**Exercise text**
>>>
Semantic Search Over Your Files with nfyio and OpenAI

basefyio ships with a built-in, fully managed embedding pipeline. When you upload a document, nfyio can automatically:

Extract the text content
Chunk it into segments
Send each chunk to OpenAI or Voyage AI for embedding
Store the vectors in pgvector
Let you query by semantic meaning via the API or SDK

There is no vector database to run and no embedding worker to deploy — it all runs on the managed nfyio cloud.

Prerequisites

An nfyio project (launch one in 60 seconds)
The embedding provider enabled on your bucket (choose OpenAI or Voyage AI in the dashboard under basefyio → Embeddings)

1. Upload a document with embedding

The easiest way is the SDK — pass embed: true when you upload:

import { basefyio } from '@nfyio/sdk'

const { key, embeddingJobId } = await basefyio.storage.upload(
  'reports/q1-2026.pdf',
  file,
  { embed: true }
)

Prefer raw HTTP? Send the upload with the x-nfyio-embed header:

curl -X PUT "https://app.nfyio.com/storage/your-bucket/reports/q1-2026.pdf" \
  -H "x-nfyio-embed: true" \
  -H "Authorization: Bearer $YOUR_ACCESS_KEY" \
  --data-binary @report-q1-2026.pdf

The response includes an embedding job ID:

{
  "key": "reports/q1-2026.pdf",
  "size": 82340,
  "embeddingJobId": "emb_7XkV9mNpQR",
  "status": "queued"
<<<
**Required action**
Continue the nfyio semantic search guide from the point where it stops.

**Data excerpts**
>>>
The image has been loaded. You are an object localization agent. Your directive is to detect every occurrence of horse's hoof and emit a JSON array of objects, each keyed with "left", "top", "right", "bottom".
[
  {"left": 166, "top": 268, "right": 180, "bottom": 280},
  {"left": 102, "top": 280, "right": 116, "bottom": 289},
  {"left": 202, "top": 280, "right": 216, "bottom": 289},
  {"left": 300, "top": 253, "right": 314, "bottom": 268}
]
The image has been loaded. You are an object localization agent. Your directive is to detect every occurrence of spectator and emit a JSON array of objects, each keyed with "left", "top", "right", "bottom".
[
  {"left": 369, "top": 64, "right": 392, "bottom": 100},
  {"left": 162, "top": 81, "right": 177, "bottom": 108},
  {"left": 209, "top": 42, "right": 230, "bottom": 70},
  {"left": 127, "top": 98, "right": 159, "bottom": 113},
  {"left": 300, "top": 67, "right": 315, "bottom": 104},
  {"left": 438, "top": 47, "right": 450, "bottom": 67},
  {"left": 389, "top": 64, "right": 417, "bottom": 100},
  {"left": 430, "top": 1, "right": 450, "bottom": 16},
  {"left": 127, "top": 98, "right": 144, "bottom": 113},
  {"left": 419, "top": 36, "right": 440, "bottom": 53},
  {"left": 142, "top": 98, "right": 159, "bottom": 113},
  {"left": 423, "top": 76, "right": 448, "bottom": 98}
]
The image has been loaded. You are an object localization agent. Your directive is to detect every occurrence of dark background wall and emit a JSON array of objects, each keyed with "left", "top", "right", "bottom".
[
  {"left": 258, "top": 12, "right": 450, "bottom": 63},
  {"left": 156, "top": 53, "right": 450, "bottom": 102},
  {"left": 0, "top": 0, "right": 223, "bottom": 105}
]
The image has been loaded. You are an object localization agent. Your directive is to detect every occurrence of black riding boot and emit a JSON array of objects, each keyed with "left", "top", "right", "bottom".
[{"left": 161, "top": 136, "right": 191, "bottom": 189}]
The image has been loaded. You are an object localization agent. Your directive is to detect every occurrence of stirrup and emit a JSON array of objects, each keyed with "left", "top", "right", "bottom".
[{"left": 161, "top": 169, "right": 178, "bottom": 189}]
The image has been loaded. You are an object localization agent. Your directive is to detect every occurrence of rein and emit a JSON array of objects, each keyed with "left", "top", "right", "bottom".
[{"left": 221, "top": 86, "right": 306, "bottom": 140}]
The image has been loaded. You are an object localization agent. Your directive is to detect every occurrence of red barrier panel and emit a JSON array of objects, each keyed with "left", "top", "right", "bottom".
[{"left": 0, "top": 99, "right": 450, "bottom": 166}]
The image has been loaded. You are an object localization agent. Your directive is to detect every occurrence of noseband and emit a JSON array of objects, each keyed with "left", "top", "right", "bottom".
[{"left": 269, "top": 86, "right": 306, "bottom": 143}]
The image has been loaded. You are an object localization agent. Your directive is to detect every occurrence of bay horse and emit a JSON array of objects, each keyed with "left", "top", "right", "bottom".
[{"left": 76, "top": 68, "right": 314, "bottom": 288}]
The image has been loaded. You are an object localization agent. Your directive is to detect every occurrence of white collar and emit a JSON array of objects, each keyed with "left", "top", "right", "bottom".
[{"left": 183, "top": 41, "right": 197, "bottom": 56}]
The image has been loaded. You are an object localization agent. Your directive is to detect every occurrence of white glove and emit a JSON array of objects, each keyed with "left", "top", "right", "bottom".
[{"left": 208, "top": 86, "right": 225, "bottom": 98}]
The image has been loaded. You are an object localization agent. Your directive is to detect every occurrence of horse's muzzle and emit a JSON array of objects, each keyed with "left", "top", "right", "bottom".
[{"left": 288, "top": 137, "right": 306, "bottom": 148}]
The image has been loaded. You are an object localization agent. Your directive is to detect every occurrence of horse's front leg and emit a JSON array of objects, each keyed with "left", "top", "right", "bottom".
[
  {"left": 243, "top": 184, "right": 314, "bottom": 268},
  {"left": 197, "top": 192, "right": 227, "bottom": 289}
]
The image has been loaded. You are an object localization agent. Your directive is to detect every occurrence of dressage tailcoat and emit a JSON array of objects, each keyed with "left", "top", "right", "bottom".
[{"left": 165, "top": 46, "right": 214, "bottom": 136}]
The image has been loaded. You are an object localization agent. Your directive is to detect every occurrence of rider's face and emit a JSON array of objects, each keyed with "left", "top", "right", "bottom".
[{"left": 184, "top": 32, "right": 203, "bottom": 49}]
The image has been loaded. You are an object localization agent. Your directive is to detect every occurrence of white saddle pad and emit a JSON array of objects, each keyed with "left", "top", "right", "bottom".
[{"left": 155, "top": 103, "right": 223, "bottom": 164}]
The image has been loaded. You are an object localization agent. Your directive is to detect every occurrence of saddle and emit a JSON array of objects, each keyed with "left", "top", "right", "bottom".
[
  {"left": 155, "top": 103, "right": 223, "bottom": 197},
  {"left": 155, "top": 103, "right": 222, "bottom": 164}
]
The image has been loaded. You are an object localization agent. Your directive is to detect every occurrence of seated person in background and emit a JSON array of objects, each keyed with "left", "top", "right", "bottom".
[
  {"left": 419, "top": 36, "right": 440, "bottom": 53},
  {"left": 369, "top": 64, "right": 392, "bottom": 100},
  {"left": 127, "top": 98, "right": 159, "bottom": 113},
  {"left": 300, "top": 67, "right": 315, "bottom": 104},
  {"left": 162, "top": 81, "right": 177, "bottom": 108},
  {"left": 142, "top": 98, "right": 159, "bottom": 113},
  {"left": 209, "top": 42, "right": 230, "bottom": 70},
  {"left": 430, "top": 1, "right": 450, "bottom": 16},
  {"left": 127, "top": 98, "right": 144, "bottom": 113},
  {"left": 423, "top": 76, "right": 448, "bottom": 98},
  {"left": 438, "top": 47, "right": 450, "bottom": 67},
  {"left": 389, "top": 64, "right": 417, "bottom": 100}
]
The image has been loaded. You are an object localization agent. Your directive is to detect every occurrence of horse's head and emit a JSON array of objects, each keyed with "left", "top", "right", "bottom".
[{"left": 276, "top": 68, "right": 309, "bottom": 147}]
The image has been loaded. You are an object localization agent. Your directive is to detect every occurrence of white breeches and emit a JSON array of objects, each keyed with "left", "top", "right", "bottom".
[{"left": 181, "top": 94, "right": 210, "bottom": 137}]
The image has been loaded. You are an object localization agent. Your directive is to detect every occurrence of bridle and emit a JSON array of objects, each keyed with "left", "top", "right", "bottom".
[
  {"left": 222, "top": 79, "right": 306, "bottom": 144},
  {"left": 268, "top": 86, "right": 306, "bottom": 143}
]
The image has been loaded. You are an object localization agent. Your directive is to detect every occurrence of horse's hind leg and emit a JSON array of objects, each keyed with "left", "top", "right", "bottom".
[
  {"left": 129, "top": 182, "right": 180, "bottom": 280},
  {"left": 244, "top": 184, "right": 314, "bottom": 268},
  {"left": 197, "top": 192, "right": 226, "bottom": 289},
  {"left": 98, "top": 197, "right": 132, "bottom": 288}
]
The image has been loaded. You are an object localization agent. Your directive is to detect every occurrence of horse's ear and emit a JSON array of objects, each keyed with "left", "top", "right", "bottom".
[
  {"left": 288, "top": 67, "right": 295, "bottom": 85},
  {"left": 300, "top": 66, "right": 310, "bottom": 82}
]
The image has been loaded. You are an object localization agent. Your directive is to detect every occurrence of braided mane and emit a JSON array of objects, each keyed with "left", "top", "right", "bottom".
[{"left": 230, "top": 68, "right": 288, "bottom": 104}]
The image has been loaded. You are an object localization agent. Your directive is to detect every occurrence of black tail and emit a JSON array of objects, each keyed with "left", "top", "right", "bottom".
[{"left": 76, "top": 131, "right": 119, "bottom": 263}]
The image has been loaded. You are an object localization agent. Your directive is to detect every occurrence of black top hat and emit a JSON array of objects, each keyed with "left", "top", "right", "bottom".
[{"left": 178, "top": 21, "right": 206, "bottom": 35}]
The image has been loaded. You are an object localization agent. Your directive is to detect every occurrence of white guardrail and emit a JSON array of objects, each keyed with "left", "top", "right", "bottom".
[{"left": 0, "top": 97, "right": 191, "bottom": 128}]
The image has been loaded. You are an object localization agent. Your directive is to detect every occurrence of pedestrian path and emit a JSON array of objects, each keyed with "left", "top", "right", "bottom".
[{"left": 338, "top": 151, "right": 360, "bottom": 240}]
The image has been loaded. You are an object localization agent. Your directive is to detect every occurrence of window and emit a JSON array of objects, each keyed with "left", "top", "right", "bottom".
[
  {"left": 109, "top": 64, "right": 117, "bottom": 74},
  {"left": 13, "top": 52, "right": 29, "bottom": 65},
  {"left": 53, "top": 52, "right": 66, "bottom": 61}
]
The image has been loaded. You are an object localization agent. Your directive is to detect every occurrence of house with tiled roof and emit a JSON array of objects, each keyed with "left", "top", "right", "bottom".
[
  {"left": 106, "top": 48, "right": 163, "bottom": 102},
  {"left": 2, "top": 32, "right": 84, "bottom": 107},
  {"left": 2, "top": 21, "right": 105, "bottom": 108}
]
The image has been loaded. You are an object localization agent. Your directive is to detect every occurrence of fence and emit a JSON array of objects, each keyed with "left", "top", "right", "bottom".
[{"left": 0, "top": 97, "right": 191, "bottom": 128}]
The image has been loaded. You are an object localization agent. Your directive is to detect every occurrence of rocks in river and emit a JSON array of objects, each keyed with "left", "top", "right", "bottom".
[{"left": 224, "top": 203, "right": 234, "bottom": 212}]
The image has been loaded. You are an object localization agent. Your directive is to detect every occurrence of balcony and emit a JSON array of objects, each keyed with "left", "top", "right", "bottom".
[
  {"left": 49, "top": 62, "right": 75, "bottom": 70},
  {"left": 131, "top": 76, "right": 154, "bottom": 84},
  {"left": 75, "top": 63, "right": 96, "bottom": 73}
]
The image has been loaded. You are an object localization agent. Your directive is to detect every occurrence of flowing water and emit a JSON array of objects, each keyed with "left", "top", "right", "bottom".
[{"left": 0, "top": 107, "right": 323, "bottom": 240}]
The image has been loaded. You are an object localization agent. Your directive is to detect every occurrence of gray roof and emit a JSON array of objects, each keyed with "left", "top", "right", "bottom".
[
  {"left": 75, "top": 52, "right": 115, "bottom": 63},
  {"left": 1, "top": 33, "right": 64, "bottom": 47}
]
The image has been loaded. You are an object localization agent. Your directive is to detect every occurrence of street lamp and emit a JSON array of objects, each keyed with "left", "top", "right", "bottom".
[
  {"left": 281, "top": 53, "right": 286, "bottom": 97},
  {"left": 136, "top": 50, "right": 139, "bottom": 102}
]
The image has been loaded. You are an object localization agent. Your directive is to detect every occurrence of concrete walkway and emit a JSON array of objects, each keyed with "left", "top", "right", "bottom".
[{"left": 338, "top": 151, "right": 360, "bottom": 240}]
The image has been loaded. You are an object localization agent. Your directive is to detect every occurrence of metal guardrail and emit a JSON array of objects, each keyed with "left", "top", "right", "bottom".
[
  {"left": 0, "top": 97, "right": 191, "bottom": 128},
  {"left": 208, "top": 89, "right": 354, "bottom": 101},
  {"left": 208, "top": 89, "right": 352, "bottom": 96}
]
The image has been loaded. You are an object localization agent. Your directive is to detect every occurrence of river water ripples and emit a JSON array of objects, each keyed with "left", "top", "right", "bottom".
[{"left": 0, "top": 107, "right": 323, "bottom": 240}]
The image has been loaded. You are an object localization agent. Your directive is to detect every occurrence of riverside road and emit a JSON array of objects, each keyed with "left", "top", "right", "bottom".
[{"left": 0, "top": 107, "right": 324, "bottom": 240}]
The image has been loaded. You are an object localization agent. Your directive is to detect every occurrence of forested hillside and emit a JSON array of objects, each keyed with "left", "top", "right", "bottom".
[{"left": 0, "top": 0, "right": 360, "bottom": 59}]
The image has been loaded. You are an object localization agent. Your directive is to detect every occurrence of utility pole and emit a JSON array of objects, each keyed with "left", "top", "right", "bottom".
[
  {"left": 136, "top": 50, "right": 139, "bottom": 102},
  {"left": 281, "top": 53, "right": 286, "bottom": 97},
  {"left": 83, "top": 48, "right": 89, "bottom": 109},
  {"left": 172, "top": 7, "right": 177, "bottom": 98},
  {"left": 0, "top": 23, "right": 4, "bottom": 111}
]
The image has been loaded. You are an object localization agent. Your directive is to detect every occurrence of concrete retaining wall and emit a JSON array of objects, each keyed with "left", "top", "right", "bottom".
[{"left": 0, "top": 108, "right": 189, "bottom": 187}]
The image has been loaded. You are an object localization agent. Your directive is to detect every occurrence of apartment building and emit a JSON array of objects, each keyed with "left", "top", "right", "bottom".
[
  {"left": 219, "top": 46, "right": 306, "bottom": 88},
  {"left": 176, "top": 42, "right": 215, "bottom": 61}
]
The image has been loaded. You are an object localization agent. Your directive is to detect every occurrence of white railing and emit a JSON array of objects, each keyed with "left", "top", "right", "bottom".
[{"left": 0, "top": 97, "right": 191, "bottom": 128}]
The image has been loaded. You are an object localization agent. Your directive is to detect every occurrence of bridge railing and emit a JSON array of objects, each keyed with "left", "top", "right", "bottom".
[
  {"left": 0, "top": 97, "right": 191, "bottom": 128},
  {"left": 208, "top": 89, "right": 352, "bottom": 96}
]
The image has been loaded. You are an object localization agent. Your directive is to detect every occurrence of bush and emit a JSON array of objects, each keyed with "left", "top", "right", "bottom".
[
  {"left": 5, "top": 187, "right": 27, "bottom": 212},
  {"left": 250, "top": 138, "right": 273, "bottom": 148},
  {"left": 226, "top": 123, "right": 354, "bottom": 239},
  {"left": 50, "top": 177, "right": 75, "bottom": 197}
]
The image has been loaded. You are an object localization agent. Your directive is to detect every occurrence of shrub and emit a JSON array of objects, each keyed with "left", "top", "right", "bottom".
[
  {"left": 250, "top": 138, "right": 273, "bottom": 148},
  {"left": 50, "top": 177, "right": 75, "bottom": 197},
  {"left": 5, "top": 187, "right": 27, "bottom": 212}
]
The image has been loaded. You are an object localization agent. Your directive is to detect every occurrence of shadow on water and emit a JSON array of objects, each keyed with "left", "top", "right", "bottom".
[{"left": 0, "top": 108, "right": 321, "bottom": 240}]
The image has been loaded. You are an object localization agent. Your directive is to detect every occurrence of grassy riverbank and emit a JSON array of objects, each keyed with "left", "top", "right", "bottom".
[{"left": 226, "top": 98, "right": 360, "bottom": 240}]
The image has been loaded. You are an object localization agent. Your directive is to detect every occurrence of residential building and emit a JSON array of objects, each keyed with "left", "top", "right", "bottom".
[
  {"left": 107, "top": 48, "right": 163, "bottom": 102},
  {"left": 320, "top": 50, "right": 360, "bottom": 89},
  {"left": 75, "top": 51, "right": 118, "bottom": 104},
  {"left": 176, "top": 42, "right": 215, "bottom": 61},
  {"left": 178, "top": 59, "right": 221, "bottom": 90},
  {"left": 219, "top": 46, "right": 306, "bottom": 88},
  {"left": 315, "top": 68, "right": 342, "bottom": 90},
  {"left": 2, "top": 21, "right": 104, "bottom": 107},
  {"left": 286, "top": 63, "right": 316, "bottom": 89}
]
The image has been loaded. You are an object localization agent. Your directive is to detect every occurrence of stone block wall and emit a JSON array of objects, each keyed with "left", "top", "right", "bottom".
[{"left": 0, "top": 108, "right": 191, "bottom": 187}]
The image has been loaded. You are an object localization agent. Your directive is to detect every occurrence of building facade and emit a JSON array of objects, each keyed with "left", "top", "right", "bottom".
<<<
**Answer for this exercise**
}

2. Check embedding status

curl https://app.nfyio.com/api/jobs/emb_7XkV9mNpQR \
  -H "Authorization: Bearer $YOUR_JWT"

{
  "id": "emb_7XkV9mNpQR",
  "status": "completed",
  "chunks": 24,
  "model": "text-embedding-3-small",
  "dimensions": 1536,
  "completedAt": "2026-02-22T10:15:32Z"
}

3. Query by meaning

const results = await basefyio.vector.search({
  query: 'What were the revenue highlights in Q1 2026?',
  bucket: 'reports',
  topK: 5,
  threshold: 0.78,
})

Each result carries the matching chunk, its source object and a similarity score:

{
  "results": [
    {
      "chunkId": "chunk_001",
      "objectKey": "reports/q1-2026.pdf",
      "score": 0.934,
      "content": "Revenue grew 42% year-over-year, reaching $4.2M ARR...",
      "metadata": { "page": 3, "chunkIndex": 2 }
    }
  ],
  "totalResults": 5,
  "queryTime": 12
}

4. Ground an agent with the RAG runtime

For multi-step retrieval and a grounded answer, hand the question to the agent runtime:

const answer = await basefyio.vector.memory.context({
  prompt: 'Summarize the key risks mentioned in the Q1 2026 report',
  namespace: 'reports',
  topK: 5,
})

The runtime retrieves the relevant chunks, passes them as context to the model, returns a grounded answer, and logs the full execution trace for audit.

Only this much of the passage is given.